___ TEXT EXTRACT

1.    Workers' Compensation--opinion--only two signatures--validity

    The opinion and award of the Industrial Commission in a workers' compensation case is not invalid based on the fact that it was only signed and filed by two commissioners voting in the majority, because a third commissioner participated in the review of the case but retired before the decision was filed. N.C.G.S. § 97-85

2.    Workers' Compensation--“coming and going” rule--injury while commuting between work and home--not compensable--employer-provided transportation exception not met

    The Industrial Commission erred in finding that plaintiff's injuries are compensable under the Workers' Compensation Act when plaintiff was injured while commuting between work and home, because: (1) an injury must arise out of and in the course of employment in order to be compensable under the Act; (2) the “coming and going” rule reveals that hazards of traffic are not incident to the employment and are common to the general public; and (3) plaintiff's accident does not fall within an exception to the “coming and going” rule since there is no evidence in the record to support the finding that the employer provided transportation pursuant to the terms of any employment contract.

    Judge GREENE dissenting.

    Appeal by defendant from opinion and award entered by the North Carolina Industrial Commission on 3 February 2000. Heard in the Court of Appeals 9 January 2001.
    Lore & McClearen, by R. Edwin McClearen, for Plaintiff- Appellee.

    Bailey & Dixon, L.L.P., by Alan J. Miles, for Defendant-     Appellant.

    
    TYSON, Judge.

______

> **GIVEN INSTRUCTION 1**:
Answer these questions about the workers' compensation case summary:
(a) Which statute does the summary cite on the issue of an opinion signed by only two commissioners?
(b) Which judge dissented?
(c) On what date was the case heard in the Court of Appeals?
> **GIVEN INSTRUCTION 2**: Write the next few sentences of the workers' compensation case summary, picking up after its final line.

___ DATA EXTRACT

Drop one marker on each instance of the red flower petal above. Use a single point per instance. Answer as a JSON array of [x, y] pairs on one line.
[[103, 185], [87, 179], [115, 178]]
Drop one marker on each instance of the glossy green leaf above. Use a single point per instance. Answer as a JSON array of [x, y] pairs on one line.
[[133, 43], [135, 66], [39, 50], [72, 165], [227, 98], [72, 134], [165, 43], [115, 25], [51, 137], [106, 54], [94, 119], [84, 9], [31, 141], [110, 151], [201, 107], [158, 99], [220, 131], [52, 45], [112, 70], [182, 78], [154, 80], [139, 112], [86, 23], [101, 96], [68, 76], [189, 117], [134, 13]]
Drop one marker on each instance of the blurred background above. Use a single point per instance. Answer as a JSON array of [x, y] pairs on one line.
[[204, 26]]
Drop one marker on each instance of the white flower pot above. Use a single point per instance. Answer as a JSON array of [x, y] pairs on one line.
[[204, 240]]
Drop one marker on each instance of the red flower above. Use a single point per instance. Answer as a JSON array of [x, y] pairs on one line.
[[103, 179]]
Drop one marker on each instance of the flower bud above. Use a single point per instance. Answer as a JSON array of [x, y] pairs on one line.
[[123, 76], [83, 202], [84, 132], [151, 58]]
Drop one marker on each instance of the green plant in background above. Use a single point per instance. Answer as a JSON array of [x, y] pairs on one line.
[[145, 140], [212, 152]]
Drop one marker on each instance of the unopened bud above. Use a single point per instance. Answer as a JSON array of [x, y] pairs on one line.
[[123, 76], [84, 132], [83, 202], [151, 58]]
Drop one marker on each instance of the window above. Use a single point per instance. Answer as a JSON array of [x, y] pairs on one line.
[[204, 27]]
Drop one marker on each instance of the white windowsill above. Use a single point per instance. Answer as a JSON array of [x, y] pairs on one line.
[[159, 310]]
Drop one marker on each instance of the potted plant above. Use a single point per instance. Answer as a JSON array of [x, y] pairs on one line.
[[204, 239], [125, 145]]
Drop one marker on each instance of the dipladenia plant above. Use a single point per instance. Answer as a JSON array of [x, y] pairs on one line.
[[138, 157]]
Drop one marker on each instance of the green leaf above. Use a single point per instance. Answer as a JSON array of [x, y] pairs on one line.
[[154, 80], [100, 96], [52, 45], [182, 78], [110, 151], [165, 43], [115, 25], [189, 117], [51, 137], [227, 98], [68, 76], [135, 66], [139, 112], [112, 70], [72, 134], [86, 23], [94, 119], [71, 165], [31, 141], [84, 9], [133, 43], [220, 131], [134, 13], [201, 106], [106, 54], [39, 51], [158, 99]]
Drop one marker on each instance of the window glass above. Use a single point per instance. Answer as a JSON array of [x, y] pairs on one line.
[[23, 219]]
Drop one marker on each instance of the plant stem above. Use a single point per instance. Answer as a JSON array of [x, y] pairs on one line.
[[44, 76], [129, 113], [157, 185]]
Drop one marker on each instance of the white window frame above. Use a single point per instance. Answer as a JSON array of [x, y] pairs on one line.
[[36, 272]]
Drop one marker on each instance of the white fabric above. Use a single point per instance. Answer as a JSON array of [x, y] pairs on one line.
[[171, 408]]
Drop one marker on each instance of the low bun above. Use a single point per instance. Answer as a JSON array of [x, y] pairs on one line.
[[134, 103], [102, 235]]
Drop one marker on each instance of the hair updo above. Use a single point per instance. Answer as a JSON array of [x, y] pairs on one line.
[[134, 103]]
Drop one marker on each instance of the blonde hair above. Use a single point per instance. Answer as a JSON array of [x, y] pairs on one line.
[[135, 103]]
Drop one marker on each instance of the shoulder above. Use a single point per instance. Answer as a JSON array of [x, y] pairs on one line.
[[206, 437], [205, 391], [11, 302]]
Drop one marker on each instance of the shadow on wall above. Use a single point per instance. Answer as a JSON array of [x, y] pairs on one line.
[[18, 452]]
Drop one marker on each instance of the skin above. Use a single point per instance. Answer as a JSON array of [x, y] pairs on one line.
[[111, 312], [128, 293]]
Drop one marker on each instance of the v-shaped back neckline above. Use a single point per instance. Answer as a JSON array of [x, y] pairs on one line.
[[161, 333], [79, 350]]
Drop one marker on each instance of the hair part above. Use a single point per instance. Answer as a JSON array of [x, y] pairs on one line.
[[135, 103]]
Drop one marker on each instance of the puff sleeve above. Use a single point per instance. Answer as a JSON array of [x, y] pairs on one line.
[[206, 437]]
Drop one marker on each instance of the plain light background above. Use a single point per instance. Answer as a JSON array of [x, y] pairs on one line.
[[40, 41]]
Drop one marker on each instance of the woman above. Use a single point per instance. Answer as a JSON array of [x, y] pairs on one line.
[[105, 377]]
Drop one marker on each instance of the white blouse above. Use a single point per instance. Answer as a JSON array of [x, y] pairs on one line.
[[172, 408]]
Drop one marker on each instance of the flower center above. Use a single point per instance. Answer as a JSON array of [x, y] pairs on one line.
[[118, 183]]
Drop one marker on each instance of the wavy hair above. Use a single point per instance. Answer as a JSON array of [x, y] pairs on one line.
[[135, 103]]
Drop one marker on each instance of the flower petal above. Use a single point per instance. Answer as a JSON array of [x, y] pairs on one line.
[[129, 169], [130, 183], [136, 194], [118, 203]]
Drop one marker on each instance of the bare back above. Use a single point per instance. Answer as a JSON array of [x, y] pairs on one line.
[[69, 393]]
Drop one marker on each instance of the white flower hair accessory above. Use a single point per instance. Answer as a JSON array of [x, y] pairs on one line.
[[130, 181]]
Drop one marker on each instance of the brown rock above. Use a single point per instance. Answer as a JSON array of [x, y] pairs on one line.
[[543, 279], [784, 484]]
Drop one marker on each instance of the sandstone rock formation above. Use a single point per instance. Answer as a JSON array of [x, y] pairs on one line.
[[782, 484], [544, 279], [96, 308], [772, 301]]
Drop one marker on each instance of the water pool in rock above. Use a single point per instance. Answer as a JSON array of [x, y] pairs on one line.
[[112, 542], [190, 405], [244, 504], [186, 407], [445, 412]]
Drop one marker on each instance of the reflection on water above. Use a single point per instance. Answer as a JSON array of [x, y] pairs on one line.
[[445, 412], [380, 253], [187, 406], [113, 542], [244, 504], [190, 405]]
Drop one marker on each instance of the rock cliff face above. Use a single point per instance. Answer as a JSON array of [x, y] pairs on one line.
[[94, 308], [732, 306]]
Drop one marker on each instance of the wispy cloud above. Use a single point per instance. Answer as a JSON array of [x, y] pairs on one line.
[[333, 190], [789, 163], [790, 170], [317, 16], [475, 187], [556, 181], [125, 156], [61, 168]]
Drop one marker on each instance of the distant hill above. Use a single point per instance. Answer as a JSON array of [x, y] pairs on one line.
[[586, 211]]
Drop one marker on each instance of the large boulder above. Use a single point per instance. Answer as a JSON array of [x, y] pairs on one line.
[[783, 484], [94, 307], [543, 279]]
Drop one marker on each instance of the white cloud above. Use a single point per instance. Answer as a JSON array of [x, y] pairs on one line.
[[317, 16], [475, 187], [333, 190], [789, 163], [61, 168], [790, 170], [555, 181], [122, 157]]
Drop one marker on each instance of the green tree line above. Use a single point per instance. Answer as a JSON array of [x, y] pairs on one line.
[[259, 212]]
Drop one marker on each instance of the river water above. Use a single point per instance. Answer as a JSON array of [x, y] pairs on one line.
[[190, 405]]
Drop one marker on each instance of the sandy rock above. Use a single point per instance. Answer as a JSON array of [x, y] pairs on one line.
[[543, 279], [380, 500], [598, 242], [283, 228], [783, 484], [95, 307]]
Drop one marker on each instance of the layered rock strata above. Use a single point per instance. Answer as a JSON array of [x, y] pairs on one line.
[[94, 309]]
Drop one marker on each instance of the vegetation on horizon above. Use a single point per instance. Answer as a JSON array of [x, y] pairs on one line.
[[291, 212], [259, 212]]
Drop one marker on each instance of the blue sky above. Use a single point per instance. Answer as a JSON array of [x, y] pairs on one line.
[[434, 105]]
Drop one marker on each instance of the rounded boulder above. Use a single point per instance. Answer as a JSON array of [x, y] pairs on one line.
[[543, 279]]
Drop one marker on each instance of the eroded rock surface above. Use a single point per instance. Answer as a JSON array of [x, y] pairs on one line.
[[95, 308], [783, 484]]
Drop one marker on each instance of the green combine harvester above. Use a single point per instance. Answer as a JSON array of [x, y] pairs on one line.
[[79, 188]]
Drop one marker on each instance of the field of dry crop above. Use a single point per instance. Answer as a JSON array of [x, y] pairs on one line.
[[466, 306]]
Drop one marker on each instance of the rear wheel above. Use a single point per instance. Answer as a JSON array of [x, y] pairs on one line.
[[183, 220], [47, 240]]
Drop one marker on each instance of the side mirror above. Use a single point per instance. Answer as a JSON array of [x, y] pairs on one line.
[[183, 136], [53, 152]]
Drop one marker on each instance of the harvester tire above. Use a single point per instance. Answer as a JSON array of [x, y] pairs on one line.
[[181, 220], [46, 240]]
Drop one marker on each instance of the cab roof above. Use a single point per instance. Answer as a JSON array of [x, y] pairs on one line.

______

> **EXERCISE RESPONSE 1**:
(a) N.C.G.S. § 97-85
(b) Judge Greene
(c) 9 January 2001

> **EXERCISE RESPONSE 2**:
    Defendant, E.B. Davis Electric Company (“Davis Electric”), contracted with Pembroke State University to serve as electrical contractor for construction of a new building. Davis Electric hired Mr. Junius Burney (“Burney”) as a subcontractor for this project. Davis Electric failed to secure a certificate of compliance or written waiver regarding workers' compensation coverage from Burney.
    Plaintiff, Mitchell Tew (“Tew”), had worked with Burney doing side jobs on four or five occasions in the previous nine or ten years. Burney asked Tew on 10 February 1995 to work with him on the Pembroke State University project. Tew agreed.
    Tew went to Burney's home on the morning of 11 February 1995. Burney drove Tew to the work site in Burney's truck. Burney and Tew worked at the site for about eight hours, and left the job site together late that afternoon. Burney made a U-turn on the way home. A collision occurred as a result of the U-turn, killing Burney, and injuring Tew.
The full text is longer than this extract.